_Text excerpt:_
::::::::::
When I first came to the United States as an undergraduate in the fall of 1990, I discovered that course grades, given as letters from A through D (with F for failure) had numerical equivalents.* That is, an A was worth 4, a B worth 3, a C worth 2, and a D worth 1 (with an F, of course, counting for nothing). Over the course of your undergraduate career, you built up something called a “Grade Point Average” – your performance in each class was averaged over the total number of classes you had taken, producing a number out of 4. Very rarely did anyone graduate with a GPA of 4.0, although our valedictorian managed to. I myself finished with a 3.75, which was enough for the Latin honors “magna cum laude” (top 15% of the class) and membership in Phi Beta Kappa (roughly top 10%). Yay me! Although I missed out on “summa cum laude” (top 5% of the class) and would probably not have been admitted to Yale Law School should I have applied there.

But I should qualify this. At Dartmouth, plusses and minuses came into the equation. That is, grades were fine tuned – you could get an A, but if your performance wasn’t quite as stellar as the professor was hoping, your A was lowered to an A-. Similarly, if your work was in the B range, but still quite good compared to other grades in the B range, you got a B+ (if it was pretty bad compared with other grades in the B range, you got a B-, and if it was just average, then you got a straight B, with no plus or minus). And so on down the line. There was no grade of A+, and as far as I can remember no grade of D- either. This fine tuning was reflected in the numerical values accorded to each grade: an A- was worth 3.67 (one third down from an A), while a B+ was worth 3.33 (one third up from a B), and so on.
::::::::::
_Record extracts:_
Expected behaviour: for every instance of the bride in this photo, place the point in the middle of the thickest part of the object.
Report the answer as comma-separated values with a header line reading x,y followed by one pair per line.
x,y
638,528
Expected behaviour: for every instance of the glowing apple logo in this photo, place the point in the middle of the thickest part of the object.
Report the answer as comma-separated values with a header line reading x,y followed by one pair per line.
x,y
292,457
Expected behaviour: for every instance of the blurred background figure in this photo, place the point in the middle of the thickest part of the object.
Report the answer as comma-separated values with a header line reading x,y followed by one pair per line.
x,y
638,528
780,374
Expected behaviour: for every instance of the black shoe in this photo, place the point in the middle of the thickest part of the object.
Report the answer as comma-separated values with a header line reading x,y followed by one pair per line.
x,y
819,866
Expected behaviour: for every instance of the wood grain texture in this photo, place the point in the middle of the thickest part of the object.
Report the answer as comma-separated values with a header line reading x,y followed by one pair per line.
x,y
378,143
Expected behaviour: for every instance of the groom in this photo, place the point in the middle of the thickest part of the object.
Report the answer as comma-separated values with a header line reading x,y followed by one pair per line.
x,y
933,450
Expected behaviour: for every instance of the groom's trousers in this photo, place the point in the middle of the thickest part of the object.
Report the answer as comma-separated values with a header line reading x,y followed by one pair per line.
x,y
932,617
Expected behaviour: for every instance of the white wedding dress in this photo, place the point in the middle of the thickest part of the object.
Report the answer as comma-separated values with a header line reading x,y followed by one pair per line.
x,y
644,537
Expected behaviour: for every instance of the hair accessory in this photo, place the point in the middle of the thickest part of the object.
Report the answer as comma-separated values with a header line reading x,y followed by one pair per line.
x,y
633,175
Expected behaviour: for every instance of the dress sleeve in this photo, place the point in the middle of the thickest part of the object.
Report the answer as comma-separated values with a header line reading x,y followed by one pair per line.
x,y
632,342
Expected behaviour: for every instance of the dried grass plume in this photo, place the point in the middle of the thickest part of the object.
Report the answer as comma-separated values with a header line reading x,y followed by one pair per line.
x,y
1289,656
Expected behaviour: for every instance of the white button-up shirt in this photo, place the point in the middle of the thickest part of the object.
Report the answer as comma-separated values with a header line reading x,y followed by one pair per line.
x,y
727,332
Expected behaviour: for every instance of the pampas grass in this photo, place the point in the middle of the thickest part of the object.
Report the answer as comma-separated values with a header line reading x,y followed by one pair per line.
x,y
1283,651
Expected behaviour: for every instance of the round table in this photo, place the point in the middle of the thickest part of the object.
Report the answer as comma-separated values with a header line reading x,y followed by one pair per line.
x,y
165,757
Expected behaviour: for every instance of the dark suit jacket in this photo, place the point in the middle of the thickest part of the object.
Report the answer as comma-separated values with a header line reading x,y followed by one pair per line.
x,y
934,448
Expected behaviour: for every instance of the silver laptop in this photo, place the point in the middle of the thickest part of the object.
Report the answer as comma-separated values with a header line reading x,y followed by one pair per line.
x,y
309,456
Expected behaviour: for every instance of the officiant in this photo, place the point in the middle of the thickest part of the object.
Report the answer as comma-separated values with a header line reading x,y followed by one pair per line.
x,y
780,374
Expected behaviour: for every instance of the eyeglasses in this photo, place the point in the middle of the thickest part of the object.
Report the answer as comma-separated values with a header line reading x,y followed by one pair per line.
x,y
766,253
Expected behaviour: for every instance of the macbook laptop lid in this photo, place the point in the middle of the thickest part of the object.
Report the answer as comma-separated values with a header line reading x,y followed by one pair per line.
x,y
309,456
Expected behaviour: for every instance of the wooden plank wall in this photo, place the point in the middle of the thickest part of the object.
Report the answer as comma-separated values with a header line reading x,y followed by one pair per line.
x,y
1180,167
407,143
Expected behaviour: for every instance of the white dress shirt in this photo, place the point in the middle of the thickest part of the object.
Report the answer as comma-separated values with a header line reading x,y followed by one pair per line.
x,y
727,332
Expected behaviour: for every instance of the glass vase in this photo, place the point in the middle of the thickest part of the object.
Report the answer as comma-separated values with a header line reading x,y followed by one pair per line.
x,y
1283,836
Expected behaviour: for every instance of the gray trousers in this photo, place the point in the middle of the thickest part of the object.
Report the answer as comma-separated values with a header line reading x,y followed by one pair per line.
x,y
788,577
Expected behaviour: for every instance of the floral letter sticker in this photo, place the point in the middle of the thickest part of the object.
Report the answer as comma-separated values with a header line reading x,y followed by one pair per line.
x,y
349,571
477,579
::::::::::
_Instruction:_
Take the essay on college grades and grade point averages further, picking up right after its final sentence about the numerical values of plus and minus grades.

_Answer for this exercise:_
When I started my Ph.D. program at the University of Minnesota, grades were given as straight A, B, C, D, and F. By the time I finished they had adopted the fine-tuning of grades with plusses and minuses, with the same numerical values that I had remembered from Dartmouth. Not that I paid much attention to grades by this point; I was just looking to get my dissertation done and get out.

So I thought that this is simply how it was – you could give straight, undifferentiated grades, with values equating to integers between 1 and 4, or allow fine tuning with plusses and minuses, with values subdivided by thirds.

But lately I have discovered (on page 82) that LaGrange College of LaGrange, Georgia doesn’t quite measure things this way. That is, in their system, a B is still worth 3, but a B+ is worth 3.25, and a B- is worth 2.75. So you’re not as rewarded for a plus, or as punished for a minus, as you would have been had you gotten such grades at Dartmouth or the University of Minnesota. Note, however, that even in this system, you can go up as well as down, and by the same amount.

So I must say that I was shocked and dismayed to discover that Mercer University of Macon, Georgia does things rather… eccentrically. That is, they allow plusses, but have simply eliminated the possibility of getting a minus! Here is the whole sordid mess from their catalogue:

Grade
Interpretation
Quality Points
Per Credit Hour
A
Excellent
4.0
B+
Good
3.5
B
Good
3.0
C+
Average
2.5
C
Average
2.0
D
Poor
1.0

You’ll note that in addition to eliminating minuses, they reward a plus with a full half-point, greater than a plus would be worth at a real university.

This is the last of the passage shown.